_PARTS OF THE EXERCISE_:
a) Determine whether each of the following statements agrees with the passage on QL-Al₂O₃/MoSO heterostructures, answering yes or no and quoting the deciding words of the passage: (i) less interfacial charge is transferred in the first heterostructure than in the second; (ii) in the first heterostructure, electrons are transferred unidirectionally from QL-Al₂O₃ to MoSO; (iii) in the charge density difference plots, yellow regions represent electron depletion.
b) Extend the passage on QL-Al₂O₃/MoSO heterostructures, beginning after its final sentence.

_TEXT PASSAGE_:
--- BEGIN ---

The changing band alignment in two heterostructures means different surface charge distributions and interface charge transfers. As shown in Fig. 8(c) and (g), the interface charge transfer in two heterostructures is surely different: (1) the amount of interfacial transferred charge is lower in the first heterostructure (Fig. 8(g)) than in the second heterostructure (Fig. 8(i)). (2) The electrons are transferred unidirectionally from QL-Al₂O₃ to MoSO through the interface in the second heterostructure, and not in the first heterostructure. (3) The transferred charge spreads over the whole heterostructure and is not just located at the interface S termination of MoSO and O termination of QL-Al₂O₃ in the second heterostructure. The interfacial transferred charge is just located at the interface in the first heterostructure.

Fig. 8 Electric properties of QL-Al₂SO₃/MoSO heterostructures with the S (a)–(c) and O (d)–(f) surfaces of MoSO connected with the Al_tet termination of QL-Al₂O₃. (g) and (i) depict the charge density difference of QLs-Al₂O₃/MoSO with the S and O surfaces of MoSO connected with the Al_tet termination of QL-Al₂O₃. (h) and (j) schematically depict the charge transfer process of QLs-Al₂O₃/MoSO in the process of S and O surfaces of MoSO connected with the Al_tet termination of QL-Al₂O₃. The blue and yellow regions represent electron depletion and accumulation, respectively.

The polarization direction arrangement and the total electrostatic potential distribution of two QL-Al₂O₃/MoSO heterostructure configurations are different. From the leftmost to the rightmost surface, the total potential across the QL-Al₂O₃/MoSO heterostructure decreases first and then increases as shown in Fig. 8(c), while the total potential across the QL-Al₂O₃/MoSO heterostructure decreases gradually as shown in Fig. 8(f).

--- END ---

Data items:
--- BEGIN ---

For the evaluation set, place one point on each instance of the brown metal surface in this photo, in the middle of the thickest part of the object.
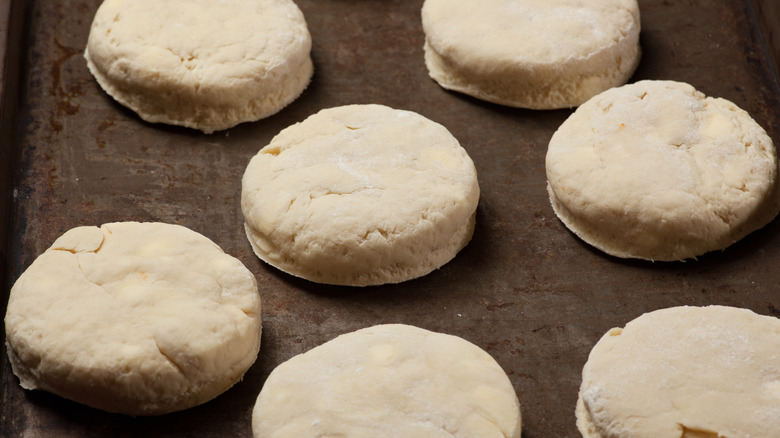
(525, 289)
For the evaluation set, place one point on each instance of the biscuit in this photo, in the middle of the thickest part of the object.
(389, 381)
(684, 372)
(537, 54)
(657, 171)
(202, 64)
(360, 195)
(133, 318)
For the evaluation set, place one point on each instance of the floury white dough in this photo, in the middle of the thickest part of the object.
(690, 372)
(202, 64)
(656, 170)
(389, 381)
(133, 318)
(360, 195)
(537, 54)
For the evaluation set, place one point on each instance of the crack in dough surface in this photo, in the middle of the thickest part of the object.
(135, 318)
(359, 195)
(656, 170)
(690, 372)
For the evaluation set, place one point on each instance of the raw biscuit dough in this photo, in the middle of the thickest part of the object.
(690, 372)
(389, 381)
(360, 195)
(538, 54)
(655, 170)
(134, 318)
(202, 64)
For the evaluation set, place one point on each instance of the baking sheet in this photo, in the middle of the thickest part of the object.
(525, 289)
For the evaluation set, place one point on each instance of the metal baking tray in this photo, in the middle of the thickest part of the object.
(525, 289)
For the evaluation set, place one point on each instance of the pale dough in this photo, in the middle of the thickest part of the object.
(202, 64)
(538, 54)
(690, 372)
(134, 318)
(390, 381)
(655, 170)
(360, 195)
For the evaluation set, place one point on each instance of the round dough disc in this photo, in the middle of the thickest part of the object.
(360, 195)
(389, 381)
(203, 64)
(538, 54)
(684, 372)
(134, 318)
(657, 171)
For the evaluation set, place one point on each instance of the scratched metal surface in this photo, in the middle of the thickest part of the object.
(525, 289)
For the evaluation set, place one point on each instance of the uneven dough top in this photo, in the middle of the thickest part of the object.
(661, 172)
(344, 189)
(213, 45)
(151, 311)
(389, 381)
(674, 372)
(525, 31)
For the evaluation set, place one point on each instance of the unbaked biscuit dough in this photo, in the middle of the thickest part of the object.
(538, 54)
(202, 64)
(657, 171)
(360, 195)
(690, 372)
(134, 318)
(389, 381)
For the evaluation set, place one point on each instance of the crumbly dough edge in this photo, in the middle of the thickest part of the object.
(31, 376)
(388, 274)
(153, 107)
(541, 86)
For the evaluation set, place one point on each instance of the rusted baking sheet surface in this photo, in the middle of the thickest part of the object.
(525, 289)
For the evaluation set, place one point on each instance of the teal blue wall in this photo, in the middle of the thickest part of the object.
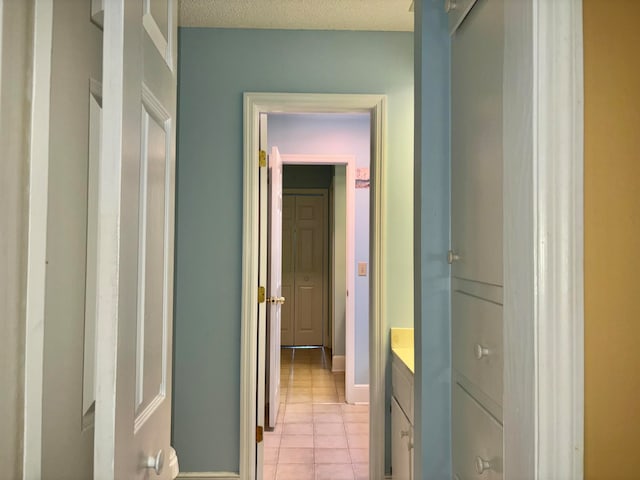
(432, 387)
(215, 67)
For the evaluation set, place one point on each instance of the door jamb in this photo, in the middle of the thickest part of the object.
(254, 104)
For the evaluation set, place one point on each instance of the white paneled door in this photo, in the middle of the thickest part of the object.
(276, 300)
(135, 242)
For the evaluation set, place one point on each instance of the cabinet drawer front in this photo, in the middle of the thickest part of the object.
(402, 385)
(401, 443)
(477, 440)
(477, 342)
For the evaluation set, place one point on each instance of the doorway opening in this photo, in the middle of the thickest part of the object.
(252, 453)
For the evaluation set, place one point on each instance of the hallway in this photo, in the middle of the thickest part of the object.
(317, 435)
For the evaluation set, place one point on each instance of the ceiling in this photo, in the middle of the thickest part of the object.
(377, 15)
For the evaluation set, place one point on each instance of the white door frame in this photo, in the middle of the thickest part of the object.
(354, 393)
(543, 240)
(254, 104)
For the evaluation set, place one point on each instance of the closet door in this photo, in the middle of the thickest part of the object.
(476, 144)
(310, 269)
(304, 268)
(476, 242)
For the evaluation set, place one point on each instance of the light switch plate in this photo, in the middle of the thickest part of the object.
(362, 269)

--- END ---

_RESPONSES PER TASK_:
a)
(i) Yes: "the amount of interfacial transferred charge is lower in the first heterostructure (Fig. 8(g)) than in the second heterostructure (Fig. 8(i))"
(ii) No: "The electrons are transferred unidirectionally from QL-Al₂O₃ to MoSO through the interface in the second heterostructure, and not in the first heterostructure."
(iii) No: "The blue and yellow regions represent electron depletion and accumulation, respectively."

b)
When the O atom of MoSO connects with the Al_tet termination, the electron (hole) and positive (negative) bound charge are located at the rightmost (leftmost) surface as shown in Fig. 8(i) and (j). The existence of Δϕ represents the polarization electric field, which provides the driving force of unidirectional charge transfer. When the S atom of MoSO connects with the Al_tet termination, the highest and lowest electrostatic potential distribution is located on the leftmost surface of QL-Al₂O₃ and the interface between QL-Al₂O₃ and MoSO monolayers. The electrons flow from a high electrostatic potential to a low electrostatic potential in this heterostructure, while the transferred charge through the interface is still low, because of the existence of an interface electric field. Corresponding, the direction of interface electric field is from QL-Al₂O₃ to MoSO, since the total polarization electric field point from MoSO to QL-Al₂O₃. The interface electric field in the polarization same-direction arrangement heterostructure is eliminated by the inner polarization electric field.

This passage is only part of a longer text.